Александр Васильевич Бахрах:
Я никогда не замечал, чтобы он завидовал чужой славе (говорил, что некогда сам славой «объелся»), деньгам (были и они у него), физическим данным, но рассказы о чужих успехах у женщин неизменно его будоражили и как-то угнетали. Он хотел, чтобы его считали донжуаном, и иной раз любил пространно повествовать о своих былых похождениях. Впрочем, должен отметить, что в этой области полет его фантазии был довольно ограничен [8, 185].
Зинаида Алексеевна Шаховская:
Как и все большие русские писатели, Бунин был целомудрен, о половых извращениях как-то даже как будто и не подозревал. Не было в нем ни сладострастного сюсюканья плохих писателей, ни незадумчивой веселости французских галантных авторов, ни полнокровной жизнерадостности Рабле, ни извращенности современников [57, 214].
Александр Васильевич Бахрах:
Когда он начинает ругаться или говорить слишком откровенно о вещах, о которых принято молчать (а это он очень любит), Вера Николаевна с болью в сердце замечает:
— Ян, около тебя точно бес какой-то стоит. Не греши.
————————
## Задания
a. Чем, по словам Шаховской в отрывке воспоминаний о Бунине, Бунин походил на всех больших русских писателей?
b. Продолжите отрывок воспоминаний о Бунине, начав сразу после его последней фразы.

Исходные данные
————————
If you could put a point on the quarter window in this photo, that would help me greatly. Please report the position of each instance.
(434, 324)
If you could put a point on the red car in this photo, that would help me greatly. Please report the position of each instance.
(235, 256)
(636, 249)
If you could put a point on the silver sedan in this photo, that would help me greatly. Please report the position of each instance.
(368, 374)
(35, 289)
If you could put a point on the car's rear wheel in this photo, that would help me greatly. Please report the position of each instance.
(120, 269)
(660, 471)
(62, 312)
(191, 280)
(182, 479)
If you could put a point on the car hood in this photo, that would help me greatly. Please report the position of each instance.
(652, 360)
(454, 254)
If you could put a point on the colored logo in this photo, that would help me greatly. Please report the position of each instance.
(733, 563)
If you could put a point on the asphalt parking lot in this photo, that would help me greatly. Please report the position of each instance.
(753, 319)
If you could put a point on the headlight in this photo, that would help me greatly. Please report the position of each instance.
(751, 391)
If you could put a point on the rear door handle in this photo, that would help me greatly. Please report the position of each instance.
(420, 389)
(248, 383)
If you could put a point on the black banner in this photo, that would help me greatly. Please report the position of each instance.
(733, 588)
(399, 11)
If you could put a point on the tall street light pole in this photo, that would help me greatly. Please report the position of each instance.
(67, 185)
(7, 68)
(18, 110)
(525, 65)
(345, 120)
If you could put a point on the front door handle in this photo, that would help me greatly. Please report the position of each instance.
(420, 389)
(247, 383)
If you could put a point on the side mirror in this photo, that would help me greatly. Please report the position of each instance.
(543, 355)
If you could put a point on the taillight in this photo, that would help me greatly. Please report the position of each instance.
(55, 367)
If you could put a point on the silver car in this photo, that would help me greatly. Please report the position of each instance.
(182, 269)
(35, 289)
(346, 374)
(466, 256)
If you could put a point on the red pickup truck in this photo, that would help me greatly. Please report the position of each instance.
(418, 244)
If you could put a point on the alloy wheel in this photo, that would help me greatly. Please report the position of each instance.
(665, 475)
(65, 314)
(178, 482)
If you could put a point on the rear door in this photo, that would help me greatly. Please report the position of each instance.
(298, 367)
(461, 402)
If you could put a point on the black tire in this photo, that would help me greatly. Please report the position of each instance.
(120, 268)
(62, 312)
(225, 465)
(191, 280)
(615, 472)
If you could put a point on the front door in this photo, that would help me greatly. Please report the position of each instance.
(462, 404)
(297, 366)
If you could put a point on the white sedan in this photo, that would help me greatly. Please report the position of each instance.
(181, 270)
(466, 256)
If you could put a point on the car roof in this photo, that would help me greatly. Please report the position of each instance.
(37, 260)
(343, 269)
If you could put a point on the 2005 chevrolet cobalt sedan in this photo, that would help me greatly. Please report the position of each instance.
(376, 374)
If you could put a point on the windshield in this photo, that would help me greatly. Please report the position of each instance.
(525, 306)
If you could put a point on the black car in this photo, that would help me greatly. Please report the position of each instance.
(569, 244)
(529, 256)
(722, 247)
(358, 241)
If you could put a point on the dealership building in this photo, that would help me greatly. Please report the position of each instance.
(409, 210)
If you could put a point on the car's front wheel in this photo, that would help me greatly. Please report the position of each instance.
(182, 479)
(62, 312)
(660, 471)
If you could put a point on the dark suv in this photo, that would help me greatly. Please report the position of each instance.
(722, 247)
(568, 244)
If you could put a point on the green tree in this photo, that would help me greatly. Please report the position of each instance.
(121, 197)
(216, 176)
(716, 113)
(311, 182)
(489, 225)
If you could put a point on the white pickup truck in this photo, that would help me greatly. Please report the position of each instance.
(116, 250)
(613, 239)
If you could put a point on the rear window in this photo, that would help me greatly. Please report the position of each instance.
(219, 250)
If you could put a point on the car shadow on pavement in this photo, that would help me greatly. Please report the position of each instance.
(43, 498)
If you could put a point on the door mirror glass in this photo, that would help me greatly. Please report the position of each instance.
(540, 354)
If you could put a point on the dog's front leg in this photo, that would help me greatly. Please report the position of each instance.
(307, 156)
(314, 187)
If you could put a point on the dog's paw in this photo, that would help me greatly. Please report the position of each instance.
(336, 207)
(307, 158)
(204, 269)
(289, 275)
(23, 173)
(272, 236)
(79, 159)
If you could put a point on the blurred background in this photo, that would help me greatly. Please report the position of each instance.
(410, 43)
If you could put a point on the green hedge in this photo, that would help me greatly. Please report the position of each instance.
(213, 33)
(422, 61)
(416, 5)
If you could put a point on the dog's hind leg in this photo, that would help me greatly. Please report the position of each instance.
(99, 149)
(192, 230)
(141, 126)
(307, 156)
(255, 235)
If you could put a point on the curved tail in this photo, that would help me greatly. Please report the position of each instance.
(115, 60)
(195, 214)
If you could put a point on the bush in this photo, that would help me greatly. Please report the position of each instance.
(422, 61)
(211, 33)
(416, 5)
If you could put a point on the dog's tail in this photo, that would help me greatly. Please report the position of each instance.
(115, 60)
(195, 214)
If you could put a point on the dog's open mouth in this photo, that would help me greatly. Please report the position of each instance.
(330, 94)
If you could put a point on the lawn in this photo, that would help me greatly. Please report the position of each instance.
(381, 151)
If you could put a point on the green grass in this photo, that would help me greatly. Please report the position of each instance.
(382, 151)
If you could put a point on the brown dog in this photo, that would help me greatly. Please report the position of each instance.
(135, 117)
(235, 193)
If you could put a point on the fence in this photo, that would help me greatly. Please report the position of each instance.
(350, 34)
————————
## Ответы
a. Как и все большие русские писатели, Бунин был целомудрен.

b.
— Ну положим, что же в том, что я говорю, греховного? Ведь я говорю о самой прекрасной вещи в мире. Только ради нее и стоит родиться. Не могу же я всегда рассуждать на богословские темы или писать рассказы о молодых священниках, как тебе теперь нравится. В любви, любовном акте есть что-то божественное, таинственное и жуткое, а мы не ценим. Надо дожить до моих лет, чтобы до конца ощутить всю несказанную мистическую прелесть любви. Описать это словами невозможно. Это непередаваемо. Главное ведь всегда ускользает. Сколько я ни пробовал — не получается или получается около, где-то рядом, но сути словами не поймать, на крючок не нацепить. Да это не я один — этого еще никто не выразил и не выразит [8, 110].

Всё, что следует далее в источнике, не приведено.